# To do:
Copy the items from their first line up to and including the line with "(top-left and bottom-right corners in pixels)", changing "green leaf" to "red berry" and leaving everything else as it is.

** Start of Exercise inputs **

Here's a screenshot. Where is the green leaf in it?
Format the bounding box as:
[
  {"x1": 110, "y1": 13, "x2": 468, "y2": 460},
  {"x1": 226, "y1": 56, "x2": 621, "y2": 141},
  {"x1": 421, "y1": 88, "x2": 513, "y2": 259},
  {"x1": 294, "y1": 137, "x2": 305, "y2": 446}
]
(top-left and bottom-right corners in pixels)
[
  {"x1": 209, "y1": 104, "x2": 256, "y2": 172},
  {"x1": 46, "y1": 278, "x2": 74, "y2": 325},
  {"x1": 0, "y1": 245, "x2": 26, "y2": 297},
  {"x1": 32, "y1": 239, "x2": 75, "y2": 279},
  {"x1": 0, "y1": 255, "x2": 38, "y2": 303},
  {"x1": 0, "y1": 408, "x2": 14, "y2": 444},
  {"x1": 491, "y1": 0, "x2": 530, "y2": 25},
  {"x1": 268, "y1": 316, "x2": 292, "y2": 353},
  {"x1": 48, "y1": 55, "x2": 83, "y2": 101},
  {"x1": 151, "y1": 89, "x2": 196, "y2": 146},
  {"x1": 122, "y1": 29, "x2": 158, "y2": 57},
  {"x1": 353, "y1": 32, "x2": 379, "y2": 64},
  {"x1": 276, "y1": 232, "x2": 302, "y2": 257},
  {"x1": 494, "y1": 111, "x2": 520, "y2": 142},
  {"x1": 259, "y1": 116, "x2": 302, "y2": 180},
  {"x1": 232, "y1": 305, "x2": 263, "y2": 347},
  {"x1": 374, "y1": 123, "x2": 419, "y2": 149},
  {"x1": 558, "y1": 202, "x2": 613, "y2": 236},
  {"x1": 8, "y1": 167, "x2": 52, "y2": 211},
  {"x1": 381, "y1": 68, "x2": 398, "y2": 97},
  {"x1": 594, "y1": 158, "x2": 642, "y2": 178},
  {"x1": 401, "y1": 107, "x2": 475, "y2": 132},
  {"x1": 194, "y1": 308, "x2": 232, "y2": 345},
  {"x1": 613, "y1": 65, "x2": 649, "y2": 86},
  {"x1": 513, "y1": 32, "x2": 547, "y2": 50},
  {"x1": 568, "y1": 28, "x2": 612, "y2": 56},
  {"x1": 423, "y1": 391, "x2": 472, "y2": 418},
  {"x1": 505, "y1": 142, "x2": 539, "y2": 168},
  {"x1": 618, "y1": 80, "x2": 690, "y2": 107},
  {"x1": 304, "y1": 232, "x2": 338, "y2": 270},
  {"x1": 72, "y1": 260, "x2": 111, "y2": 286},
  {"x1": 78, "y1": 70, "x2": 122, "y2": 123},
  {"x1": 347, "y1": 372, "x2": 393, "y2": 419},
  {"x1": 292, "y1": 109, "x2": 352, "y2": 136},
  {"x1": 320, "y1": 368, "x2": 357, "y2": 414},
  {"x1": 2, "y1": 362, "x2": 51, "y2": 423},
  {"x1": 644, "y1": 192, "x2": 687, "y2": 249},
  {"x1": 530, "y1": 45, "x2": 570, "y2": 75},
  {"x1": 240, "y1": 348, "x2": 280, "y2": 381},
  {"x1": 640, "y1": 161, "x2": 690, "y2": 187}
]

** End of Exercise inputs **

# Worked answer:
Here's a screenshot. Where is the red berry in it?
Format the bounding box as:
[
  {"x1": 110, "y1": 13, "x2": 468, "y2": 460},
  {"x1": 226, "y1": 56, "x2": 621, "y2": 141},
  {"x1": 421, "y1": 88, "x2": 513, "y2": 259},
  {"x1": 294, "y1": 137, "x2": 305, "y2": 446}
]
(top-left and bottom-right corners in pixels)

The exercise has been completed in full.